> _GIVEN EXERCISE_: Reproduce everything in the piece below on the debt limit and Brexit from "March is also" down to "election in April.", word for word.

> _EXTRACT PROVIDED_:
====
March: Ah, the federal government debt limit. Again. The last debt limit suspension, from November 2015, expires this month, on March 16 to be exact. That puts the debt limit back into effect with a new, higher $20.1 trillion ceiling. But the Bipartisan Policy Center calculates that the government will run into that limit almost immediately and the Treasury will be forced to take its by now ordinary extraordinary measures to keep the government paying its bills until Congress can act to raise the limit. That is, if Congress will act to raise the limit. The last couple of times we’re been down this road Republicans used the occasion of the debt ceiling “crisis” to bargain for budget cuts in exchange for a higher ceiling. The political game is a bit different this time around since a Republican majority in Congress will be negotiating to avoid a shut down with a Republican President. Expect, however, that the extreme right of the Republican House majority remains opposed to government spending and will try to use this occasion to force cuts in discretionary spending. The bargaining is likely to get very wild with the Democratic minority holding the swing position on any extension of the debt ceiling. Treasury looks like to be able to use those extraordinary measures to put off any actual government default on its bills until the summer of 2017, but the available time isn’t infinite. And global financial markets will be watching and trying to figure out how much this latest battle should erode their faith in U.S. Treasuries and the U.S. dollar. This battle is likely to provide yet another push to drive Treasury yields high. Which would mitigate the damage to confidence in the dollar. But this crisis should make the yen and the euro look more attractive as safe haven currencies.

March is also supposed to bring the formal triggering of Article 50 that sets the clock ticking for negotiating the United Kingdom’s exit from the European Union. At least that’s the schedule set by Prime Minister Theresa May. Triggering Article 50 gives the two sides two years to negotiate the terms of their separation. More and more the politics inside the European Union point toward a hard Brexit where remaining members force the United Kingdom to chose between any kind of favorable trade terms and the ability to limit immigration into the United Kingdom. This situation isn’t likely to get better after the Dutch election this month or the French election in April.
====
> _SUPPLIED MATERIAL_:
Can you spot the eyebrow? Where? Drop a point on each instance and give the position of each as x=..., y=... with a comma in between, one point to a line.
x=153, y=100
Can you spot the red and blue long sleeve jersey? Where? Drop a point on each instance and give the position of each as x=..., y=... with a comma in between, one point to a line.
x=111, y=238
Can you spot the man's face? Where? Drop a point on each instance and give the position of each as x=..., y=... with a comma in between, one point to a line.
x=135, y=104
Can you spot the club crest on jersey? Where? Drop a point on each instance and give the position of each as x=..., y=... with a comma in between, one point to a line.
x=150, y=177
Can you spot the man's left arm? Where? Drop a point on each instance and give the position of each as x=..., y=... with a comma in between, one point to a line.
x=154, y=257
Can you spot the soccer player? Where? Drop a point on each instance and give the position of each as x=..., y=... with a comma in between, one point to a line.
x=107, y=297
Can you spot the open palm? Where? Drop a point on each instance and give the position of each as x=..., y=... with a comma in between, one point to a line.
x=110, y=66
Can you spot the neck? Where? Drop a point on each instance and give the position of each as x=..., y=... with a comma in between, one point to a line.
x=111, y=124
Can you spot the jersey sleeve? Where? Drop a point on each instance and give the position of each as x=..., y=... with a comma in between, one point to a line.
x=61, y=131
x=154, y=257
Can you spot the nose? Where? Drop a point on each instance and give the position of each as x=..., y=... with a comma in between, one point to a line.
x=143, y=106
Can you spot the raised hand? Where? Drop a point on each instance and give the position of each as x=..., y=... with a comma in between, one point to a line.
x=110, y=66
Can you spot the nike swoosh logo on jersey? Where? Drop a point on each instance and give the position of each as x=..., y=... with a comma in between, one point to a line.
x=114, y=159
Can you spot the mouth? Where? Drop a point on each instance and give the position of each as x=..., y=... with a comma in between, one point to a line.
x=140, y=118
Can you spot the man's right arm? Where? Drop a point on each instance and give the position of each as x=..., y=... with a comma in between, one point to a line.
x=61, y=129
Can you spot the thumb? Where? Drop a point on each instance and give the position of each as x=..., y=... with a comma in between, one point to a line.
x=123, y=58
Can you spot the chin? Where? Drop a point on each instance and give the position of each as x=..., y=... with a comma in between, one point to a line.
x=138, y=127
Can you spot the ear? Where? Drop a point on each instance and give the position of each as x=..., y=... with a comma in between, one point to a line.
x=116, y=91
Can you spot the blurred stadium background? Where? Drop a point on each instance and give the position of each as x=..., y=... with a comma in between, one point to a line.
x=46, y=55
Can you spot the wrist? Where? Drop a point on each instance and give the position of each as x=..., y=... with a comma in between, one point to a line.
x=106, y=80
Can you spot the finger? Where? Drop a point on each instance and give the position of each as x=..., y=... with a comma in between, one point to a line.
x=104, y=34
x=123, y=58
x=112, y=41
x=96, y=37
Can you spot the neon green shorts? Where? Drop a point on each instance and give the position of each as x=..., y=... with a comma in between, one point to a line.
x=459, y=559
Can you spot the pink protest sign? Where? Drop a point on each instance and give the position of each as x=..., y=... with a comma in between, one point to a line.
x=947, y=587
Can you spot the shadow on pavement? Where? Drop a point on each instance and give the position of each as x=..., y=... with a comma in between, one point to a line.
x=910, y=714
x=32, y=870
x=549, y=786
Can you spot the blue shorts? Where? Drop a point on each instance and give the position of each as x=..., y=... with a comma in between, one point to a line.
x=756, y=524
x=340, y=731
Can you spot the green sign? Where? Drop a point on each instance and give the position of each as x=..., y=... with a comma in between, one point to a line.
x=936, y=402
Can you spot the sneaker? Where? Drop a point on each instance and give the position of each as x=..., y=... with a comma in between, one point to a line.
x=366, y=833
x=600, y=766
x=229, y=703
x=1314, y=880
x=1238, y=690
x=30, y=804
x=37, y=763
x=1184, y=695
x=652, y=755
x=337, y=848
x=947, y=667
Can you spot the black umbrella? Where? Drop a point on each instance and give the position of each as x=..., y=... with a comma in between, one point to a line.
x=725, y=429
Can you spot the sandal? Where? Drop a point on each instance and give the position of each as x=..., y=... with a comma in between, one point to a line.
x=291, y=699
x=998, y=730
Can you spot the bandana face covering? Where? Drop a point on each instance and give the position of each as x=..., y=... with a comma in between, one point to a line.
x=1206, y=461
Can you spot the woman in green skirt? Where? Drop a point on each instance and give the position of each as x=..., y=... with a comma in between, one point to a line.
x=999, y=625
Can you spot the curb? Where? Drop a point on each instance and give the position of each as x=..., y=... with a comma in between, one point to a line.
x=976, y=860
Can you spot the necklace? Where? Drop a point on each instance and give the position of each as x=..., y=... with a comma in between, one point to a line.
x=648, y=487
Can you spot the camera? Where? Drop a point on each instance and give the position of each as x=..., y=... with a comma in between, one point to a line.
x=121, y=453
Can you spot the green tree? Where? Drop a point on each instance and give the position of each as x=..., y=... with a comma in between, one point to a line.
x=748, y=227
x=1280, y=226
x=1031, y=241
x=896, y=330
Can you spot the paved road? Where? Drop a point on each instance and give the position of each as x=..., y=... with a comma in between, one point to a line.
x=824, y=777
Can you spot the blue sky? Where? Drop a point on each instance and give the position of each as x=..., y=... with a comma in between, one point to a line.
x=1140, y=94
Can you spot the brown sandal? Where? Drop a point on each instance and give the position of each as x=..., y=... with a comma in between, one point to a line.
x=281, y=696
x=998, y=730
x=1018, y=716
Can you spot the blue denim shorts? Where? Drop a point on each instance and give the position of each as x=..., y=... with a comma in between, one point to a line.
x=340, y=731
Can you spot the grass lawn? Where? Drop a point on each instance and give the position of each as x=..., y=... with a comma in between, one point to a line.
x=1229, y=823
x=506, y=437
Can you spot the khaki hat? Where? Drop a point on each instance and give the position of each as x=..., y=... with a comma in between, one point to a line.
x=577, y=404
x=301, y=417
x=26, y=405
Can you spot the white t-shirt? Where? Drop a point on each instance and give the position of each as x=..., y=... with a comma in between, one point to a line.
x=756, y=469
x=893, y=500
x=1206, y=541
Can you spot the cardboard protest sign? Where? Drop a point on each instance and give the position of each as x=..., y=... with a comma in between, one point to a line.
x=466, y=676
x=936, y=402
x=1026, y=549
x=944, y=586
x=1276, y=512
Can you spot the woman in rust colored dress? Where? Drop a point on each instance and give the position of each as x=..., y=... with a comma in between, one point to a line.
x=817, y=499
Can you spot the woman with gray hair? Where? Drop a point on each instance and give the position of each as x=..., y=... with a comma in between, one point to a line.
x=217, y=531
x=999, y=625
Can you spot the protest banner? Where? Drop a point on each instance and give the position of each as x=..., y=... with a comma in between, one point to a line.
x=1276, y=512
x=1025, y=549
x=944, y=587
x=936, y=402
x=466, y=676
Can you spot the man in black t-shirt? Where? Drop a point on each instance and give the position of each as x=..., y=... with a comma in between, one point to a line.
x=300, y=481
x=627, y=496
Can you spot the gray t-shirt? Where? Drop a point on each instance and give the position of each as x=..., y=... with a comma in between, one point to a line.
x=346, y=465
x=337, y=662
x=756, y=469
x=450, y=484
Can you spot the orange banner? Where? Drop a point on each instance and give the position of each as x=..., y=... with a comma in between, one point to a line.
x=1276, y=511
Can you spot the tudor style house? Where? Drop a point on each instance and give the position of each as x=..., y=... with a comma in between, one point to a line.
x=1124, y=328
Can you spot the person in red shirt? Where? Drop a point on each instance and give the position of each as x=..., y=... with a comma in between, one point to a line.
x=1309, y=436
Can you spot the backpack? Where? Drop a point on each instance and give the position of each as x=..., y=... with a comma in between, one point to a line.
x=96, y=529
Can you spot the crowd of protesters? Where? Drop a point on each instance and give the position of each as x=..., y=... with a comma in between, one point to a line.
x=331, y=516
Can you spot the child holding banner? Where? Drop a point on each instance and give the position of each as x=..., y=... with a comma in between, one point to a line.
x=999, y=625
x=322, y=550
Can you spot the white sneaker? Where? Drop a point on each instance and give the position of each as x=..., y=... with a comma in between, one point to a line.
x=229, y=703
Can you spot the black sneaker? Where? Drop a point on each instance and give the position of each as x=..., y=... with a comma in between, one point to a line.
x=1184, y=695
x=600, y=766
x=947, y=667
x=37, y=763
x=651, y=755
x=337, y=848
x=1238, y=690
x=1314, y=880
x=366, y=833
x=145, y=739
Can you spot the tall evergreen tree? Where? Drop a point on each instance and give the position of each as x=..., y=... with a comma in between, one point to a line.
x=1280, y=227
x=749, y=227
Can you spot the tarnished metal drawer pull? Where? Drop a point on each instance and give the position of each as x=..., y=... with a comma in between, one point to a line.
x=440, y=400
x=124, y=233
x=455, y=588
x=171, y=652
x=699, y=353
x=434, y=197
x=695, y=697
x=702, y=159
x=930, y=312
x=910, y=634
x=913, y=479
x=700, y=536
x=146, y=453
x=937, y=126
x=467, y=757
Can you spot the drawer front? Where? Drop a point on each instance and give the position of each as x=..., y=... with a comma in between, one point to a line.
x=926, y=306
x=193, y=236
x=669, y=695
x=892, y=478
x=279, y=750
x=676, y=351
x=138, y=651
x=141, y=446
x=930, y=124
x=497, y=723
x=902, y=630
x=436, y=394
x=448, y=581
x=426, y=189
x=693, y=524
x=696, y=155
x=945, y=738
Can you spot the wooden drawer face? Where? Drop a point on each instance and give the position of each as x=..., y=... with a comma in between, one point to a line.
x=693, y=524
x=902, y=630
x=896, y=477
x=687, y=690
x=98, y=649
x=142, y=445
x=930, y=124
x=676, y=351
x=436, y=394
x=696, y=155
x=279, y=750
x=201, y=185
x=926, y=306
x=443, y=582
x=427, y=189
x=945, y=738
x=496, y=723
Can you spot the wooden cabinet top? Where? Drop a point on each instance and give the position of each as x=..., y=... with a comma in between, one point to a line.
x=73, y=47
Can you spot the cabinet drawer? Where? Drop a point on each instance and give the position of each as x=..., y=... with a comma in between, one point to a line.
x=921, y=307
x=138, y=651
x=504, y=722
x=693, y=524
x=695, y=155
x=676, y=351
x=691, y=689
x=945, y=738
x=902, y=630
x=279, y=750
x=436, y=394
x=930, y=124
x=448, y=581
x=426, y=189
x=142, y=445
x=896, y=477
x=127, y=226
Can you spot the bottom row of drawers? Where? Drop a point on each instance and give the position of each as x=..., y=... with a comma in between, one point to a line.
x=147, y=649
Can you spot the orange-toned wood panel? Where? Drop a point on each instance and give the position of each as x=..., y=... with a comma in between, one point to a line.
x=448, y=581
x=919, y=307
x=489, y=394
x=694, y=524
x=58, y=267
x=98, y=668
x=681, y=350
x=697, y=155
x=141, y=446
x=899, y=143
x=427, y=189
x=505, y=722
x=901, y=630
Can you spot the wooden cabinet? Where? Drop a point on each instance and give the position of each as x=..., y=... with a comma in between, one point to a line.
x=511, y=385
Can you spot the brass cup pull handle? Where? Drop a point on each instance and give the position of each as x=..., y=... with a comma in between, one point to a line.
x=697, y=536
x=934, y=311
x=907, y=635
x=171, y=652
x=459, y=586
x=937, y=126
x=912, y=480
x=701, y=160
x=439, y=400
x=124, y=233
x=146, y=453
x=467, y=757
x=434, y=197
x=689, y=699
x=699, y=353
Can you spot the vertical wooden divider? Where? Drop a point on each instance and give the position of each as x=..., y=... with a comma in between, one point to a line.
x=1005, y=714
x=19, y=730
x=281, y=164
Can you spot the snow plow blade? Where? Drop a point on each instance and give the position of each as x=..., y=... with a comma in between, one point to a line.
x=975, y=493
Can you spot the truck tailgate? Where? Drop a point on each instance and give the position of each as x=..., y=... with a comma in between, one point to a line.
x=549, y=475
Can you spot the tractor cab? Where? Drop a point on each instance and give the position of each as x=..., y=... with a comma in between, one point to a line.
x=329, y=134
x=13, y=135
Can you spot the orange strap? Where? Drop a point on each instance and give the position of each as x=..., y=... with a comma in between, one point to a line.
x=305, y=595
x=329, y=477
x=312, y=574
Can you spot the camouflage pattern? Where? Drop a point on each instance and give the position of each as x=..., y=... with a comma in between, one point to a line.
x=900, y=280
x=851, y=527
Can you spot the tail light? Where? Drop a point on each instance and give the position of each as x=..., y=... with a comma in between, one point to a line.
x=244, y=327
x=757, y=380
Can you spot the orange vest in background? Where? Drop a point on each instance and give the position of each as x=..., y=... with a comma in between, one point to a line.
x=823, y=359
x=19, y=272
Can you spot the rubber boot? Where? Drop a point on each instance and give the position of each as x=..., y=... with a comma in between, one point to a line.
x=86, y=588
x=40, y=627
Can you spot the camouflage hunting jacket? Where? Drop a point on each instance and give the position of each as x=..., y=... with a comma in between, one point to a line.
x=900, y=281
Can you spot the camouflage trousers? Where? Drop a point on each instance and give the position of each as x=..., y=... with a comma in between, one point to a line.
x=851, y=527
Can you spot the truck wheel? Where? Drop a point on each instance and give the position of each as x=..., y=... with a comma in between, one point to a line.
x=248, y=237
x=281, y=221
====
> _SOLUTION FOR THIS TASK_:
March is also supposed to bring the formal triggering of Article 50 that sets the clock ticking for negotiating the United Kingdom’s exit from the European Union. At least that’s the schedule set by Prime Minister Theresa May. Triggering Article 50 gives the two sides two years to negotiate the terms of their separation. More and more the politics inside the European Union point toward a hard Brexit where remaining members force the United Kingdom to chose between any kind of favorable trade terms and the ability to limit immigration into the United Kingdom. This situation isn’t likely to get better after the Dutch election this month or the French election in April.